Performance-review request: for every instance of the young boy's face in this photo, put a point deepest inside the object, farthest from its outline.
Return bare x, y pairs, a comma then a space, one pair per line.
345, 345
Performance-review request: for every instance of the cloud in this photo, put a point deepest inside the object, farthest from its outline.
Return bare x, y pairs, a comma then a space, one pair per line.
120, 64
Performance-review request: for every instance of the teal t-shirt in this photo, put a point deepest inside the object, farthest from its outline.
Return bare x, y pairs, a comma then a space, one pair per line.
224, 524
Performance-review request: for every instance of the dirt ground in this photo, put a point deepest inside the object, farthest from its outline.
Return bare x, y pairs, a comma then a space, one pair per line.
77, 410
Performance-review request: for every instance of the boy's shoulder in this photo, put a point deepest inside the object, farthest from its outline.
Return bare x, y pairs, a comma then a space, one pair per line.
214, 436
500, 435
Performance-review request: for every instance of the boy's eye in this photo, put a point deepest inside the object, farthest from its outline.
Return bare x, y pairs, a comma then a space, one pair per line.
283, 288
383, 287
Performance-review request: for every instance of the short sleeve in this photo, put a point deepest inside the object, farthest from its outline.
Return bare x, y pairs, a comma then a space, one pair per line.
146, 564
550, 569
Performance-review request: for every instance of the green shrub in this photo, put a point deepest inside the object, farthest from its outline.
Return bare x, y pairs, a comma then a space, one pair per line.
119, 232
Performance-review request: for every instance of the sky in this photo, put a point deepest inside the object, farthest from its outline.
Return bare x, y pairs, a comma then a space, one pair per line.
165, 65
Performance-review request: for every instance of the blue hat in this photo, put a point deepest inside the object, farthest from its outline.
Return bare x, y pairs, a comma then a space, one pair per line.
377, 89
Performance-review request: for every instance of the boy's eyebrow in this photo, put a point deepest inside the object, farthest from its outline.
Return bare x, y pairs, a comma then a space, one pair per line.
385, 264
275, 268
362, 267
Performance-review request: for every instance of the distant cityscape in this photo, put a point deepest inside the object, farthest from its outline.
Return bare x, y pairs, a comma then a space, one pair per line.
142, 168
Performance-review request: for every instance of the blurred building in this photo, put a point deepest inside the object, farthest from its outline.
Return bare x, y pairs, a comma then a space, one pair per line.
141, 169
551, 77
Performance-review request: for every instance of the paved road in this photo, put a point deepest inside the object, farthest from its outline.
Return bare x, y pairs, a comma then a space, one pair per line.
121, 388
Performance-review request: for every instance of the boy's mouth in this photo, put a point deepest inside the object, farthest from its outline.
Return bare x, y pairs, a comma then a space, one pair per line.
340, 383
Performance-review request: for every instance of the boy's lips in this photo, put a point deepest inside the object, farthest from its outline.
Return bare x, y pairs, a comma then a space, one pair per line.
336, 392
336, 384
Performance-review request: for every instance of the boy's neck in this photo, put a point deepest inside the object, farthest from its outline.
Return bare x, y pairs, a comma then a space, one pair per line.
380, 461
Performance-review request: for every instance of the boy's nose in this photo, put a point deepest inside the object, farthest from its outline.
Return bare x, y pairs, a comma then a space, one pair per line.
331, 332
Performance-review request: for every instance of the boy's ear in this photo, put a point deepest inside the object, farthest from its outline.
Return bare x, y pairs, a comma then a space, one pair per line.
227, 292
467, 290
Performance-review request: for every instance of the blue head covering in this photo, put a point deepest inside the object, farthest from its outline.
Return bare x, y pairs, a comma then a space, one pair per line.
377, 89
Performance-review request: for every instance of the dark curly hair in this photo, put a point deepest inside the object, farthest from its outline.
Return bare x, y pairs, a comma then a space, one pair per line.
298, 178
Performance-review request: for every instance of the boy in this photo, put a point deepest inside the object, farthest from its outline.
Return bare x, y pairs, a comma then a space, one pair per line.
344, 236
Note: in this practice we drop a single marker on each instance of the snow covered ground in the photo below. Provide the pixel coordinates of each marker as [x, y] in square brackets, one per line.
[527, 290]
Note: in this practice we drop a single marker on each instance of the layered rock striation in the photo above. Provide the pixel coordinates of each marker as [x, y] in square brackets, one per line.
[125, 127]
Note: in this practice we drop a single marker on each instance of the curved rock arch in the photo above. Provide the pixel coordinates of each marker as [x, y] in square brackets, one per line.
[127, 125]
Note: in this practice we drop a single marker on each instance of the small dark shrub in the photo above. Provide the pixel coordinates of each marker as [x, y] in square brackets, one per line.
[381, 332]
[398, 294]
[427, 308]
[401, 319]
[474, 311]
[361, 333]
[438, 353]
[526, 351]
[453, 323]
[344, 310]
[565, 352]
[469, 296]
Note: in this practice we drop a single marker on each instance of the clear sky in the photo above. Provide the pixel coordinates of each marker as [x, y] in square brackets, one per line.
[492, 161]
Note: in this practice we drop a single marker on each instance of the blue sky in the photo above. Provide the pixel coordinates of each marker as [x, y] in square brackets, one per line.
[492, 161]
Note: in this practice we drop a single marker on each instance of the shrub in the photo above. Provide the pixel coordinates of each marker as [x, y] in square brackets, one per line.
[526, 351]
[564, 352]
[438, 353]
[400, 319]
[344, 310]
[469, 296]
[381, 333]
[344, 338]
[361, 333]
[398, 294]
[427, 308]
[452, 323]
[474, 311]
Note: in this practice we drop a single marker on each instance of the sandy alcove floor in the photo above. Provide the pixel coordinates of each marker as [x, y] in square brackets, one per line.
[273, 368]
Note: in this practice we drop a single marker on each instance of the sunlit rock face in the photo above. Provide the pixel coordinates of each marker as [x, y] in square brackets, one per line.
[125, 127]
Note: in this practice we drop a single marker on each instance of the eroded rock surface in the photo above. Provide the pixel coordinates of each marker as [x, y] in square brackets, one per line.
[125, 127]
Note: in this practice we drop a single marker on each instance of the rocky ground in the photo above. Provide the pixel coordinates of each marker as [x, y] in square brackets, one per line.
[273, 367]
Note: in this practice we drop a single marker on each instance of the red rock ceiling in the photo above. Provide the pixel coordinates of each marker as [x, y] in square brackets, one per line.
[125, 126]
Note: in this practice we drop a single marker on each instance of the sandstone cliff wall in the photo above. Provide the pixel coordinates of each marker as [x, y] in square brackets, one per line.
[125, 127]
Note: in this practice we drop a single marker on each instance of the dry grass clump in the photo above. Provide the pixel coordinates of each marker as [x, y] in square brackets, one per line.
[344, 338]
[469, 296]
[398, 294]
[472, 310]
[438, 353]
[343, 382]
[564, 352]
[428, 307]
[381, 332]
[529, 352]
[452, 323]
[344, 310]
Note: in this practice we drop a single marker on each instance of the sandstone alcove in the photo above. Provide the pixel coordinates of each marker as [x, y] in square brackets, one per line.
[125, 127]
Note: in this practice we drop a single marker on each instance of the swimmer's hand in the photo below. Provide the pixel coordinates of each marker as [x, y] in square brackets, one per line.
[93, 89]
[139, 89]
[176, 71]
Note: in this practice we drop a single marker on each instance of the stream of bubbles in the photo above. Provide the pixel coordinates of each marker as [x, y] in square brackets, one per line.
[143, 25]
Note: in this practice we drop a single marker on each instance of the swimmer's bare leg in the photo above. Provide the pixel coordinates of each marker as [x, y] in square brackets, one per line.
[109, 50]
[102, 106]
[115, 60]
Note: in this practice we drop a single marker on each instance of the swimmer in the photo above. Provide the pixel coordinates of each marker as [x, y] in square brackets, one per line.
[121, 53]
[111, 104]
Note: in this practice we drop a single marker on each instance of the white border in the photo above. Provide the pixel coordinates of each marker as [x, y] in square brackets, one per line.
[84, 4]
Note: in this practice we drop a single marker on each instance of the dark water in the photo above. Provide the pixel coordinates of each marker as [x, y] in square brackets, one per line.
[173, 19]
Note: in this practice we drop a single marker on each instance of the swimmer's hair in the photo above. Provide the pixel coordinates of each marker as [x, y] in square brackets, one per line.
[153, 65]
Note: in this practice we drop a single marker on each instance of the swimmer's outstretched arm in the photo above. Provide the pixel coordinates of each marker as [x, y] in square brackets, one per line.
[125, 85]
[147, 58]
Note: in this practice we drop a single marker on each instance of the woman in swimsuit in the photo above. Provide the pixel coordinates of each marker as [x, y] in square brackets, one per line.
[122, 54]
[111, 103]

- [What is expected]: Only the lines from the one with "the swimmer in" through the end of the material are wanted; copy them exactly, both ends included.

- [Answer to the task]:
Note: in this practice we drop a single marker on each instance of the swimmer in the photo above. Provide the pixel coordinates of each marker as [x, y] in square brackets, one per line.
[121, 53]
[111, 104]
Note: in this practice we drop a single marker on each instance of the white border in the photo above. Provide the pixel coordinates of each marker as [x, y] in square brackets, one per line.
[84, 4]
Note: in this practice we drop a single marker on each instance of the dark water in the photo above. Provide the pixel coordinates of each marker as [x, y] in square brackets, one per line.
[173, 19]
Note: in this practice we drop a single marker on each instance of the swimmer's hair in the photo above. Provide the pixel coordinates of each marker as [x, y] in square brackets, one per line.
[153, 65]
Note: in this practice we drop a single marker on each instance of the swimmer's outstretched arm in the photo above. Provide the pixel coordinates of each marker as [x, y] in square brackets, one per line.
[125, 85]
[147, 58]
Note: in this practice we drop a single marker on each instance of the woman in swimsuit in the photo above. Provide the pixel coordinates of each marker as [x, y] in square brackets, one per line.
[122, 54]
[111, 103]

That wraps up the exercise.